» INSTRUCTION:
Please copy all of the data below line for line, without changing anything.

[start of MATERIAL FOR THIS EXERCISE]

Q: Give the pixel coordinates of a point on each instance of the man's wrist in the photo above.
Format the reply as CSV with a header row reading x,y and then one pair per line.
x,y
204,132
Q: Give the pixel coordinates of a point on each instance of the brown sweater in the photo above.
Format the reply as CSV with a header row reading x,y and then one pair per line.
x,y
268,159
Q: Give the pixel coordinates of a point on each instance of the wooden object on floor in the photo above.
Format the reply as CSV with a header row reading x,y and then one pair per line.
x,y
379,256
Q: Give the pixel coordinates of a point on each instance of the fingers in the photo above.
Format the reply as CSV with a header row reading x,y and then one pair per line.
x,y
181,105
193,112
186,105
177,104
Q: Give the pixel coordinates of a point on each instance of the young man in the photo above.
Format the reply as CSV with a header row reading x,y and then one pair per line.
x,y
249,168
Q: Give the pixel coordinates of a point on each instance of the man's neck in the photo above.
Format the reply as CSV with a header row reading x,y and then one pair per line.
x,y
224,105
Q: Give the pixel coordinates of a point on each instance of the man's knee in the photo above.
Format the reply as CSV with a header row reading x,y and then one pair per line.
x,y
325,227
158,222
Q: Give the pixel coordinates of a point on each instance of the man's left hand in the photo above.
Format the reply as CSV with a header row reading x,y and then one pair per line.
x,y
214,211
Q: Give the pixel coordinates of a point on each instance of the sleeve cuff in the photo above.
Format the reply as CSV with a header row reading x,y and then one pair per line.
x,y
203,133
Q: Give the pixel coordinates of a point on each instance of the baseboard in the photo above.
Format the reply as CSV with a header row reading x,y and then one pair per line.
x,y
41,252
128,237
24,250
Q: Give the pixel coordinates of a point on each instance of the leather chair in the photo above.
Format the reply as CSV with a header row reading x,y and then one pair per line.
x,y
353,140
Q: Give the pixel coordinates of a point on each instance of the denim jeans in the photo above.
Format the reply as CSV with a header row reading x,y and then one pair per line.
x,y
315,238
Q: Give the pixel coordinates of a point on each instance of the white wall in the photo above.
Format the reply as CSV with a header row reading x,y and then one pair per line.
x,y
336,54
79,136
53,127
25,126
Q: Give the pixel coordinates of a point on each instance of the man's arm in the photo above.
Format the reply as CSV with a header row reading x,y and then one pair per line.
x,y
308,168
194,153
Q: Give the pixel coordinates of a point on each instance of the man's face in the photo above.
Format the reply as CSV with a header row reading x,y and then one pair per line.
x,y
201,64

[end of MATERIAL FOR THIS EXERCISE]

» PROBLEM SOLUTION:
Q: Give the pixel coordinates of a point on each instance of the man's wrist in the photo above.
Format the reply as CSV with a header row reading x,y and then one pair per line.
x,y
204,132
Q: Give the pixel coordinates of a point on each instance of the brown sweater in the photo above.
Format the reply as CSV with a header row reading x,y and then one pair per line.
x,y
268,159
Q: Give the pixel coordinates of a point on each instance of the wooden object on floor in the photo above.
Format the reply as CSV with a header row reading x,y and then one pair per line.
x,y
379,256
Q: Give the pixel coordinates of a point on each instance of the fingers in the photo above.
Format the reply as CSV with a header row reading x,y and then one pair per line.
x,y
181,105
193,112
186,105
177,104
Q: Give the pixel coordinates of a point on each instance of the young man in the photo above.
Format the reply as CSV with a header row reading x,y and then one pair per line.
x,y
249,168
Q: Give the pixel coordinates of a point on each instance of the man's neck in the photo above.
Format the reply as CSV with a header row reading x,y and then one pair per line.
x,y
224,105
Q: Give the pixel coordinates of a point on each instance of the man's knee in the photo above.
Format the reply as CSV with a header row reading x,y and then one pair per line.
x,y
325,227
158,222
Q: Give the pixel coordinates of a point on each instance of the man's left hand in the photo above.
Format the reply as CSV with a header row reading x,y and then one pair per line.
x,y
214,211
Q: Give the pixel coordinates of a point on each instance of the sleeve cuff in the photo above.
Format the reply as CSV with a header row reading x,y and then one pair per line.
x,y
203,133
Q: Give the pixel coordinates of a point on each instance of the baseboard in the photo above.
Format the reply as CSV with a header row reading x,y and then one pair per line.
x,y
41,252
128,237
24,250
Q: Give the pixel coordinates of a point on each instance of the leather chair in the photo above.
Format the reply as CSV with a header row reading x,y and then one pair per line.
x,y
353,140
Q: Give the pixel coordinates of a point on each instance of the denim jeans in the photo above.
Format the reply as CSV with a header row reading x,y and then one pair per line.
x,y
315,238
Q: Give the pixel coordinates of a point on each instance of the white wall in the photo above.
Format the reply as CSV with a header row reading x,y and then one pair per line.
x,y
336,54
79,136
53,127
25,126
Q: Give the pixel coordinates of a point on each instance of the man's arm in the photo above.
Format the reply as CSV with a header row reading x,y and then one pair per line.
x,y
308,168
194,153
Q: Give the pixel coordinates of a point on each instance of the man's face in the photo above.
Format the reply as CSV with a header row reading x,y and then one pair per line.
x,y
201,64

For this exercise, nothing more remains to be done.